(Data extracted from a collection)
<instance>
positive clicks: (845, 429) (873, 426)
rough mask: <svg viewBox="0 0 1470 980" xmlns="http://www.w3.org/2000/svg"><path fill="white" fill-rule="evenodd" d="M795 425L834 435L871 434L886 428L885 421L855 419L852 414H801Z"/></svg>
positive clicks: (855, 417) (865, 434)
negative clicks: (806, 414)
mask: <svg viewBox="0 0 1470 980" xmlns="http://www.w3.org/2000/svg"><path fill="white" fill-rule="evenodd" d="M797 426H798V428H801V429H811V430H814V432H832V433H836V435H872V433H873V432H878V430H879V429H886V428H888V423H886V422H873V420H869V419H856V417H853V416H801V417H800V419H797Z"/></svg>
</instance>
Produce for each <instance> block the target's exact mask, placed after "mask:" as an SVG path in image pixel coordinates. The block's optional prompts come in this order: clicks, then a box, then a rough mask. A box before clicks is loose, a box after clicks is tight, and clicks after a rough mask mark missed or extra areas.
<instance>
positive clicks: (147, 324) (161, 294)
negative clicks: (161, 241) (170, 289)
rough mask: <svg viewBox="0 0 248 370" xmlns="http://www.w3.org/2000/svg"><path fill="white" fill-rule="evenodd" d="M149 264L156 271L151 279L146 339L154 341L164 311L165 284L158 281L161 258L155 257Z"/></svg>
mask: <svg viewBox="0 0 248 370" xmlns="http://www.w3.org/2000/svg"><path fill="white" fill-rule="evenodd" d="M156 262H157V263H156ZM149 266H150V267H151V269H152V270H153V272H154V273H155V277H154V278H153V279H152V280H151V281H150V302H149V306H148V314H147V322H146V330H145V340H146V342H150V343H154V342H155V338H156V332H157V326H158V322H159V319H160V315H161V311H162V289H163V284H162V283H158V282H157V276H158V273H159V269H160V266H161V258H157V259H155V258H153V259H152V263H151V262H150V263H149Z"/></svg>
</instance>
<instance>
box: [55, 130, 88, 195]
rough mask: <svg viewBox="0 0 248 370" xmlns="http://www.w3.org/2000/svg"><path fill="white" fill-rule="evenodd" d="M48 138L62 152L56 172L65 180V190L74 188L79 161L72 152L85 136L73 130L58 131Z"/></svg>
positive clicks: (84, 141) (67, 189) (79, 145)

* Your task
The expected output is the lines from the one holding "negative clicks: (161, 241) (170, 289)" through the last line of the data, exactly as they appear, with nothing before or after.

* Output for this task
negative clicks: (161, 241) (170, 289)
rough mask: <svg viewBox="0 0 248 370" xmlns="http://www.w3.org/2000/svg"><path fill="white" fill-rule="evenodd" d="M149 264L156 271L151 279L146 339L154 341L164 311L165 284L158 281L161 258L155 257Z"/></svg>
mask: <svg viewBox="0 0 248 370" xmlns="http://www.w3.org/2000/svg"><path fill="white" fill-rule="evenodd" d="M156 262H157V263H156ZM149 266H150V267H151V269H152V270H153V272H154V273H155V277H154V278H153V279H152V280H151V281H150V302H149V306H148V314H147V322H146V330H145V340H146V342H150V343H154V342H155V338H156V332H157V326H158V322H159V319H160V315H161V311H162V289H163V284H162V283H158V282H157V276H158V273H159V269H160V266H161V258H157V259H155V258H153V259H152V263H151V262H150V263H149Z"/></svg>
</instance>
<instance>
box: [55, 130, 88, 195]
rough mask: <svg viewBox="0 0 248 370" xmlns="http://www.w3.org/2000/svg"><path fill="white" fill-rule="evenodd" d="M48 138L62 152L56 172L65 180V190L74 188L79 161L72 152L85 136L73 130L58 131Z"/></svg>
positive clicks: (84, 141) (67, 189) (79, 145)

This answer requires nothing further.